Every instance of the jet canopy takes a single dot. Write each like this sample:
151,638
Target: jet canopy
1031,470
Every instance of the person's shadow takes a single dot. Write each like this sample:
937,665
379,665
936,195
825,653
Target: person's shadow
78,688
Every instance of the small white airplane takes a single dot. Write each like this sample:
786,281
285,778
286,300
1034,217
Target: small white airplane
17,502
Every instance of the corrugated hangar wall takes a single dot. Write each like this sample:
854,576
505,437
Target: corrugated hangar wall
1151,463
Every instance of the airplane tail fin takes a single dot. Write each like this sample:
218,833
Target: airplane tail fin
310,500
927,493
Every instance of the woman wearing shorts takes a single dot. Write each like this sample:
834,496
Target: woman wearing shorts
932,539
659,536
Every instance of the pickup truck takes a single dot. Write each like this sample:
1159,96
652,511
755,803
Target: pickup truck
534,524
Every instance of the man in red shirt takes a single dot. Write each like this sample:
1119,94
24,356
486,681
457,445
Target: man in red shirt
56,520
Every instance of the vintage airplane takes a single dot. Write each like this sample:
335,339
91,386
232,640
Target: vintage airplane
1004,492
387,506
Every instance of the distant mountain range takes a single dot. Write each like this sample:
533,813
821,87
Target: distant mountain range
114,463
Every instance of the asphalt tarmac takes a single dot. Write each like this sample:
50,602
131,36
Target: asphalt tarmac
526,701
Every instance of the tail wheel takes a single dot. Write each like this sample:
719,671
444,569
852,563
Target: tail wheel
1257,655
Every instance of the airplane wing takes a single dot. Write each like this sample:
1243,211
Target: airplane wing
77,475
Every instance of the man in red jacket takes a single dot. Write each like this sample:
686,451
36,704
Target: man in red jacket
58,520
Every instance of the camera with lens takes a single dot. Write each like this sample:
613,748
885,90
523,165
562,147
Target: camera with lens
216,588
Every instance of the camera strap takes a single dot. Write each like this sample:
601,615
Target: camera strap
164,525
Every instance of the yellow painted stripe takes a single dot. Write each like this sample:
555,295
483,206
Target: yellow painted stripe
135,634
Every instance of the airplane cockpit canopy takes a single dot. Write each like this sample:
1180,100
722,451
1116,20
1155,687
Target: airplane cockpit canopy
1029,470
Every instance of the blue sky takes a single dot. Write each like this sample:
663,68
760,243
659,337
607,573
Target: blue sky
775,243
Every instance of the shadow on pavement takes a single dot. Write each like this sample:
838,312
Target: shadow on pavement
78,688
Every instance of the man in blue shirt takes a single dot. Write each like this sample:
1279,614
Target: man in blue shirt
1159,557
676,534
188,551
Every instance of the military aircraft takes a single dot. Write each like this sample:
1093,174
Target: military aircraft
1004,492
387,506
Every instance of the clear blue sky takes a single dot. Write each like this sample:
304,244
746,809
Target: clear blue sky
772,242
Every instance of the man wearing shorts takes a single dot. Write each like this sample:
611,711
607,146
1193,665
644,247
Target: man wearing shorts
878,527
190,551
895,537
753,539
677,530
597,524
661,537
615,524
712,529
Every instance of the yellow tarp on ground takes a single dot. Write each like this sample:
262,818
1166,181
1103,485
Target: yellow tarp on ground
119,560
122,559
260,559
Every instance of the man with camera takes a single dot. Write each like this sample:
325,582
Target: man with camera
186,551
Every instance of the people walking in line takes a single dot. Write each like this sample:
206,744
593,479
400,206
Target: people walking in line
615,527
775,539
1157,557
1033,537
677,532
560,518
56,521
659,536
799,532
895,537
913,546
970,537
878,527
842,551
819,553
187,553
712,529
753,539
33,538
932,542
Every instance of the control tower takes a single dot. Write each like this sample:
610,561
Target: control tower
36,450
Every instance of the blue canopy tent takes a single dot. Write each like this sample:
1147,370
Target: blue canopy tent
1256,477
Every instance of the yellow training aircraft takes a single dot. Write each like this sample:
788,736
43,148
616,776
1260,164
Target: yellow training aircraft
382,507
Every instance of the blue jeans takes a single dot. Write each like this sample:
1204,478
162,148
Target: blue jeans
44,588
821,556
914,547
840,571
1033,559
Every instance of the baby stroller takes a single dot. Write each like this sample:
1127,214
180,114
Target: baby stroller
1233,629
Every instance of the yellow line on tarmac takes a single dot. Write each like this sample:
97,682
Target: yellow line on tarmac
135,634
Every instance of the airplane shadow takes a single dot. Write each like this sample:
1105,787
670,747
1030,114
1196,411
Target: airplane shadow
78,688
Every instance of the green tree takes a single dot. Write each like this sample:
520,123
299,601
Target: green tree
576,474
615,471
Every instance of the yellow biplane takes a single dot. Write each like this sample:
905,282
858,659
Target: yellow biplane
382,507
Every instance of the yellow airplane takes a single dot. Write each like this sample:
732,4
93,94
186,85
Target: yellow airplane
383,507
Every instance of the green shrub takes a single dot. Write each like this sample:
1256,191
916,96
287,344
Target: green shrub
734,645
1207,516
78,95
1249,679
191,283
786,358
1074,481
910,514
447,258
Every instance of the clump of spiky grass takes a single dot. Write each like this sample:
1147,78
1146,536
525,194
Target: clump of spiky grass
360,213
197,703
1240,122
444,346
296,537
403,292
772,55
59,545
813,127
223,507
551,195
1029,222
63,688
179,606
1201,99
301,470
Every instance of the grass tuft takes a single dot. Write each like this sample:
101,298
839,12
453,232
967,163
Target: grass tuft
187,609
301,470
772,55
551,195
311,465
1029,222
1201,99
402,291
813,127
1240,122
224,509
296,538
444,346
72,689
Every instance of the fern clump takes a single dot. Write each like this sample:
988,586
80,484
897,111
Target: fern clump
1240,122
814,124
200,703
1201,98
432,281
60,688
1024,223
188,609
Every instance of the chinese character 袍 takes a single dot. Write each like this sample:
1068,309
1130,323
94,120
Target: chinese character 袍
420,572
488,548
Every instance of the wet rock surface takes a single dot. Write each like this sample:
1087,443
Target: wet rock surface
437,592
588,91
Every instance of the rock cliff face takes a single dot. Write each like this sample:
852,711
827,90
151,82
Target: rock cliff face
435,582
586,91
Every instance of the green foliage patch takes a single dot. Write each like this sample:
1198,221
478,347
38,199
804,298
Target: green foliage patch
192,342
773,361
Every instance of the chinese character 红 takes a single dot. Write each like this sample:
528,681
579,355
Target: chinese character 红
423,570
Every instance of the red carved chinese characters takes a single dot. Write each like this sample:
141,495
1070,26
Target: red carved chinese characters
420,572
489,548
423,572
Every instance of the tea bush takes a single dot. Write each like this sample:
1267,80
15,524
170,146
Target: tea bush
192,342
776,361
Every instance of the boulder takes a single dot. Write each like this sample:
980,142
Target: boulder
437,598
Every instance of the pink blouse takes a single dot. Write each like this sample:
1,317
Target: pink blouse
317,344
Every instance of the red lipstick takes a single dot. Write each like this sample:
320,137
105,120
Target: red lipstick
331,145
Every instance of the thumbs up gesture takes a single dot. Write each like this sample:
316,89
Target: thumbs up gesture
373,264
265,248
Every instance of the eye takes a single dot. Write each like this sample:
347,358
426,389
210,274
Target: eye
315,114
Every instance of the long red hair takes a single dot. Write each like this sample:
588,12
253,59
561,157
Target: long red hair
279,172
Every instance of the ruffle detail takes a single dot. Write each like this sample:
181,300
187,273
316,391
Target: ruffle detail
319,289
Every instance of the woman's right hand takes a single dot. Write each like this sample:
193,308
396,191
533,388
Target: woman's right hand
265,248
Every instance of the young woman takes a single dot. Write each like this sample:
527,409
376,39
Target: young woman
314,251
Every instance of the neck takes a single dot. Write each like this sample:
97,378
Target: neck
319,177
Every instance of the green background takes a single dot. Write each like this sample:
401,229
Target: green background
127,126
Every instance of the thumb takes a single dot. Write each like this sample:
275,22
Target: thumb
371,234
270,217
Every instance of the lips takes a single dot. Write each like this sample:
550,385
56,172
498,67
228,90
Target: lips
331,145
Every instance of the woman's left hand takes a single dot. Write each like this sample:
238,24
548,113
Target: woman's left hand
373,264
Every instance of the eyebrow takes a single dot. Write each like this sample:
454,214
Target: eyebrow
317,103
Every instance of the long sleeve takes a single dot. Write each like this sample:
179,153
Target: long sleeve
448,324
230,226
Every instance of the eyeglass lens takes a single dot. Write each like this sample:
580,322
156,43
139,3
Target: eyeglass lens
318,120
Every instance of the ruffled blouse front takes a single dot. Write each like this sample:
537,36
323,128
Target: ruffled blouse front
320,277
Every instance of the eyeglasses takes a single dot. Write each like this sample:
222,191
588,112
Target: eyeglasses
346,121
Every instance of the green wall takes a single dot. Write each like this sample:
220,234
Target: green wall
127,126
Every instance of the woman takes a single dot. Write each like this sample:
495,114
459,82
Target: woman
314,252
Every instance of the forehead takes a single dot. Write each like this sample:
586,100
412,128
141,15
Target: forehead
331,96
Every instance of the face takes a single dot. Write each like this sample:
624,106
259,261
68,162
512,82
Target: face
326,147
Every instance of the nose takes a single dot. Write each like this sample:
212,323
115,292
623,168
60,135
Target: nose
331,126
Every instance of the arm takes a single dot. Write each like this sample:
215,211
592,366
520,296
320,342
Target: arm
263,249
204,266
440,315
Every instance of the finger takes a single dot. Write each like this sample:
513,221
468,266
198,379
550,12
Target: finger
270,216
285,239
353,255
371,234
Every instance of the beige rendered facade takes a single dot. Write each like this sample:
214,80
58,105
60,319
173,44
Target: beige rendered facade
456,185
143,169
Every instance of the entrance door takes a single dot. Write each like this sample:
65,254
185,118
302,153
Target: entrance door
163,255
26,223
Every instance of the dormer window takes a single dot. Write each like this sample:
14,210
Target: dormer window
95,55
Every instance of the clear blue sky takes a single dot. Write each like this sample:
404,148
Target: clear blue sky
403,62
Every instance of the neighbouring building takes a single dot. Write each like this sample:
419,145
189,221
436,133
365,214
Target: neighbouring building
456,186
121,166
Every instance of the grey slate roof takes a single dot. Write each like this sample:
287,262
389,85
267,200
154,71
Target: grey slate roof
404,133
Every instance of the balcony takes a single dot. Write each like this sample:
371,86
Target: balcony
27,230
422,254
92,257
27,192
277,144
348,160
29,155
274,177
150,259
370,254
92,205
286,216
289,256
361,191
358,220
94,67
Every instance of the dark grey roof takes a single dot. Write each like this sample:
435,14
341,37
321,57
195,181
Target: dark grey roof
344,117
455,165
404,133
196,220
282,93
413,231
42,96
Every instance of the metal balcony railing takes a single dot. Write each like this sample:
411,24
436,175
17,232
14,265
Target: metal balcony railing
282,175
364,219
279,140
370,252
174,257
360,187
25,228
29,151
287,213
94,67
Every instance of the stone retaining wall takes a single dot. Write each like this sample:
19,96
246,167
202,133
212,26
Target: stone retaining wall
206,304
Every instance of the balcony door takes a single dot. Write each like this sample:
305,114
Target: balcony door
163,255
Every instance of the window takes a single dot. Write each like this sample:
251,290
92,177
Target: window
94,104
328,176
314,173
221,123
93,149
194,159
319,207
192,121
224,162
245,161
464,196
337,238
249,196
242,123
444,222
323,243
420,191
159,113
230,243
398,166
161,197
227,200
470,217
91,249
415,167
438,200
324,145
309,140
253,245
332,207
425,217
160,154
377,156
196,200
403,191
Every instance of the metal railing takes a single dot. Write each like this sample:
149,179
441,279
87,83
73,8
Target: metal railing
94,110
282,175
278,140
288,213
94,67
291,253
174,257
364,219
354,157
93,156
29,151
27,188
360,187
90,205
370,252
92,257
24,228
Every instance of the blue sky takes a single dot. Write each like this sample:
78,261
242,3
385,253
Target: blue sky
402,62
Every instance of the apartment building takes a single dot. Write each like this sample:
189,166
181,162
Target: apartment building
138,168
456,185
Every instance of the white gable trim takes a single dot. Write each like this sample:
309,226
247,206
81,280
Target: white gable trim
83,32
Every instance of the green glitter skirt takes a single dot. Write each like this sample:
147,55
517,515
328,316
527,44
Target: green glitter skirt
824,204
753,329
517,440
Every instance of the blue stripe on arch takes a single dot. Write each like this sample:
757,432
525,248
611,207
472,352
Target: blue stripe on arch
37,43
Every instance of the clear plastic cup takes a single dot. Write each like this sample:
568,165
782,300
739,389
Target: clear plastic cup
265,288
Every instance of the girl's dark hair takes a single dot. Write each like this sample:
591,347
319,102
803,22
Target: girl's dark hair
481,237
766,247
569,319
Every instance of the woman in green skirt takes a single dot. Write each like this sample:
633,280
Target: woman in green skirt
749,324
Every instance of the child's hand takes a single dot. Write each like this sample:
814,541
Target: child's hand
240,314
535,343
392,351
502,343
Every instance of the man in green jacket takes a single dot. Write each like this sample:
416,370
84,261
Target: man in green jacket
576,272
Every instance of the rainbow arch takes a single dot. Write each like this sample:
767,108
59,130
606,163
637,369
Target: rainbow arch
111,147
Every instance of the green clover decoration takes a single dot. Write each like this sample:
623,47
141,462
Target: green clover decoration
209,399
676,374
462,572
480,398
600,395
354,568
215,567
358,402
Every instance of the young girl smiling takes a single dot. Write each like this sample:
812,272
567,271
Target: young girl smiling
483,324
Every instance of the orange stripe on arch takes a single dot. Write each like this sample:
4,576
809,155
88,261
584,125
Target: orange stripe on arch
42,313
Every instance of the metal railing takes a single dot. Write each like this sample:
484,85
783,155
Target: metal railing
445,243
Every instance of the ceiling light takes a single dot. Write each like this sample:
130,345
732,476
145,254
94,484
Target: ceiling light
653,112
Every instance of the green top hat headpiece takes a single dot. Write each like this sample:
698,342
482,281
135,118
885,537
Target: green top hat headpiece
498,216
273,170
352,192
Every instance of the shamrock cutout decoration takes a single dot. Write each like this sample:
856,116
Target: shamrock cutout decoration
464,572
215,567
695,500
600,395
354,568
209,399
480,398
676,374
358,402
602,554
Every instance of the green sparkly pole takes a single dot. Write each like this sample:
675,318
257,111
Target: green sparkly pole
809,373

Task item:
The response must contain exactly the lines from the one with "Every instance of the ceiling" to the end of the entries above, both included, and nothing more.

Task output:
Every instance of the ceiling light takes a single dot. Write each like this sample:
130,345
732,476
145,254
94,484
Target: ceiling light
653,112
Every instance of the green top hat headpiece takes a single dot. Write each like this sample:
698,342
482,281
135,118
885,537
Target: green top hat headpiece
498,216
273,170
352,192
Every instance of the shamrock cutout decoration takes a single dot. Write each like this sample:
856,116
Target: shamrock cutout decoration
464,572
215,567
695,500
600,395
354,568
209,399
480,398
676,374
358,402
602,554
Every instance of the green sparkly pole takes a single dot. Write each like this sample:
675,318
257,111
Target: green sparkly pole
809,373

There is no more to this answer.